══ Extracto de la página

Plataforma Son Nuestros Hijos en el desfile del Orgullo (2013). Fuente: Eldiario.es

Nada más alejado de un enunciado existencialista que la apelación a la biología. Las mujeres no nos sentimos mujeres, es que hemos nacido así, con sexo femenino y con toda la carga machista que el género conlleva. Sin embargo, expresar que las mujeres no somos un sentimiento, ni un conocimiento íntimo autodeclarativo se ha convertido en la herejía del siglo XXI. Ahora, en vez de herejes o brujas, nos esputan tránsfobas cada dos por tres.

Por eso las feministas decimos que negar la categoría sexo como elemento de análisis borra a las mujeres, pues nos deja sin herramientas para detectar la desigualdad, proponer medidas para combatirla y medir la eficacia de la decisiones adoptadas. No rechazamos la transexualidad, sino las interpretaciones que de la misma se hacen desde los postulados queer, así como ese neolenguaje que comporta un borrado de las mujeres cuando nos designan personas gestantes, seres menstruantes o cuerpos feminizados.

════

*Actividades:*
1. Indica si cada afirmación concuerda con el extracto y cita las palabras del extracto que lo deciden: (a) Las feministas rechazan la transexualidad. (b) Negar la categoría sexo como elemento de análisis borra a las mujeres. (c) La Plataforma Son Nuestros Hijos aparece en el desfile del Orgullo de 2013.
2. Reproduce el pasaje del extracto que empieza en «Por eso las» y termina en «o cuerpos feminizados.».

══ Datos analizados

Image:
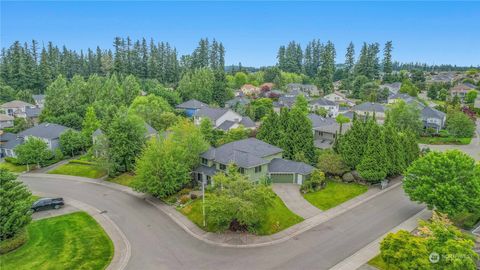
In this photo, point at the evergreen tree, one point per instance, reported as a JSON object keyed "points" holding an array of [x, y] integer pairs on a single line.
{"points": [[373, 166], [387, 62]]}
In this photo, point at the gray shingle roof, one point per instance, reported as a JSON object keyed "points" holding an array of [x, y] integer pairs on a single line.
{"points": [[247, 122], [323, 102], [44, 130], [212, 113], [428, 112], [210, 171], [33, 112], [226, 125], [280, 165], [191, 104], [369, 107], [245, 153], [16, 104]]}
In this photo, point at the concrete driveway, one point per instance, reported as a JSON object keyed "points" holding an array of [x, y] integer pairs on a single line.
{"points": [[290, 195]]}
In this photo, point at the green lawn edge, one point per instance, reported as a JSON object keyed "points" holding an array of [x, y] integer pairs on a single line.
{"points": [[71, 241], [77, 169], [334, 193], [278, 217]]}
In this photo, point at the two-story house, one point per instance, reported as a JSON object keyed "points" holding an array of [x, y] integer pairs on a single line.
{"points": [[191, 107], [48, 132], [16, 108], [433, 118], [330, 106], [222, 118], [254, 158], [326, 130]]}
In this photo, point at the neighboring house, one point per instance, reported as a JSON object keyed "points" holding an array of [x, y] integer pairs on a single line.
{"points": [[325, 130], [330, 106], [6, 121], [237, 101], [39, 101], [393, 88], [433, 118], [461, 90], [48, 132], [191, 107], [370, 108], [5, 138], [309, 89], [16, 108], [222, 118], [249, 89], [255, 159], [399, 96], [339, 98]]}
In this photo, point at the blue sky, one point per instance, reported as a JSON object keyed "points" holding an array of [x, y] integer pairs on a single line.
{"points": [[431, 32]]}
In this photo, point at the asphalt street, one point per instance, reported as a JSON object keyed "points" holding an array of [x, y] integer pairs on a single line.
{"points": [[158, 243]]}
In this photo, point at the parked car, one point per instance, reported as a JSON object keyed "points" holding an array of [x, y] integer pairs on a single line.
{"points": [[47, 203]]}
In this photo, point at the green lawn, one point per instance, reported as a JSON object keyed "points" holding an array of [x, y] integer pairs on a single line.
{"points": [[73, 241], [13, 168], [278, 217], [444, 140], [378, 262], [78, 169], [125, 179], [334, 194]]}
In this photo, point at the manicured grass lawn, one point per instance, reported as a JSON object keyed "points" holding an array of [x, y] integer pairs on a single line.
{"points": [[125, 179], [378, 262], [278, 217], [444, 140], [73, 241], [334, 194], [78, 169], [13, 168]]}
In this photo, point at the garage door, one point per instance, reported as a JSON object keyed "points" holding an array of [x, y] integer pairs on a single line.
{"points": [[282, 178]]}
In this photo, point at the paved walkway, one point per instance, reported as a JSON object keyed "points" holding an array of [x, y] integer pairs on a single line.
{"points": [[122, 249], [293, 199], [361, 257]]}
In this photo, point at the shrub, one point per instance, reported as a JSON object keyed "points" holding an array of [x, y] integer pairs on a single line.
{"points": [[12, 160], [184, 191], [184, 199], [315, 182], [13, 243]]}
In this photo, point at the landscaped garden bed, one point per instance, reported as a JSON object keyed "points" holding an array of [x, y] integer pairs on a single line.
{"points": [[80, 168], [334, 193], [73, 241]]}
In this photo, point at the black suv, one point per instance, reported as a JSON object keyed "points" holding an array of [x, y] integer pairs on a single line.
{"points": [[47, 203]]}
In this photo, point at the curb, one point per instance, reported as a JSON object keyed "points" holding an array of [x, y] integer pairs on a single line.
{"points": [[121, 246], [369, 251], [268, 239]]}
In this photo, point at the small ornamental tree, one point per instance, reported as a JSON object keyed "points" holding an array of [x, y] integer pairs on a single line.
{"points": [[33, 151], [15, 205], [373, 167], [448, 182]]}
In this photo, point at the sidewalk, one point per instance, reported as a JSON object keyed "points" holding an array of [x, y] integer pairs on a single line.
{"points": [[232, 239], [361, 257]]}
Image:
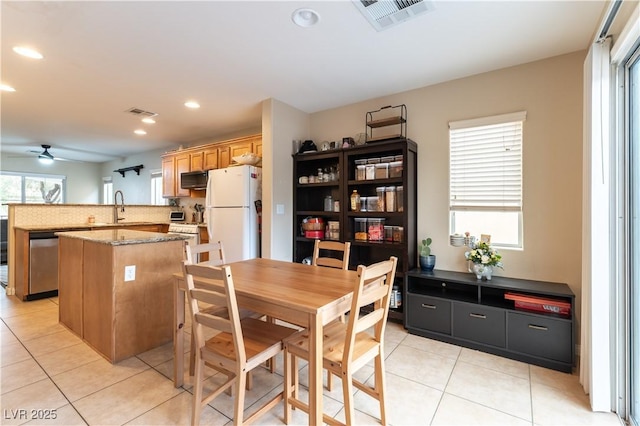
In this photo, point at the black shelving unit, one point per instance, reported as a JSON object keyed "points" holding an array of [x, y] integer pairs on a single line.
{"points": [[309, 201], [455, 307]]}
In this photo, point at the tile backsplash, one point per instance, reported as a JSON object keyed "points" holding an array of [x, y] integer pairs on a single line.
{"points": [[74, 214]]}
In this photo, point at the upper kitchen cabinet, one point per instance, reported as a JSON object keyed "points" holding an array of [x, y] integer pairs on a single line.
{"points": [[210, 158], [172, 167], [227, 151], [197, 161], [201, 158]]}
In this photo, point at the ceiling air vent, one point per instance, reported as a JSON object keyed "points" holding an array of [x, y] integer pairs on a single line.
{"points": [[383, 14], [140, 112]]}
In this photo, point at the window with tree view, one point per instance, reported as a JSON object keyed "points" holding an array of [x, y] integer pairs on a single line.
{"points": [[485, 178], [31, 188]]}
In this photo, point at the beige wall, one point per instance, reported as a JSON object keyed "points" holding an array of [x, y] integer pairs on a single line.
{"points": [[281, 124], [550, 91]]}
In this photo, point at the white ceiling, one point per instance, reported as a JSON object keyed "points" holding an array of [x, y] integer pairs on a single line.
{"points": [[104, 57]]}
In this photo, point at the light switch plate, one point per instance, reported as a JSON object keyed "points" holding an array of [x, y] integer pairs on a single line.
{"points": [[130, 273]]}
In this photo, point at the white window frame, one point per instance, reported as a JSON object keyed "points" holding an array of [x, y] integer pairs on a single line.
{"points": [[156, 188], [23, 195], [107, 190], [486, 169]]}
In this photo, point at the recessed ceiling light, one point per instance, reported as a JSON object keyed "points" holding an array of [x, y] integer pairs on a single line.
{"points": [[305, 17], [28, 52]]}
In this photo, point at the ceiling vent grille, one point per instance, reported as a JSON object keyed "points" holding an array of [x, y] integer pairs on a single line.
{"points": [[383, 14], [140, 112]]}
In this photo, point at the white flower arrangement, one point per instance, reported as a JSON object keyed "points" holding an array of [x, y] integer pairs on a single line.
{"points": [[484, 254]]}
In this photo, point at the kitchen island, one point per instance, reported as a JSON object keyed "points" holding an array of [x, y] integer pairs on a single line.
{"points": [[116, 288]]}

════

*Respuestas ordenadas:*
1.
(a) No: «No rechazamos la transexualidad».
(b) Sí: «negar la categoría sexo como elemento de análisis borra a las mujeres».
(c) Sí: «Plataforma Son Nuestros Hijos en el desfile del Orgullo (2013)».

2.
Por eso las feministas decimos que negar la categoría sexo como elemento de análisis borra a las mujeres, pues nos deja sin herramientas para detectar la desigualdad, proponer medidas para combatirla y medir la eficacia de la decisiones adoptadas. No rechazamos la transexualidad, sino las interpretaciones que de la misma se hacen desde los postulados queer, así como ese neolenguaje que comporta un borrado de las mujeres cuando nos designan personas gestantes, seres menstruantes o cuerpos feminizados.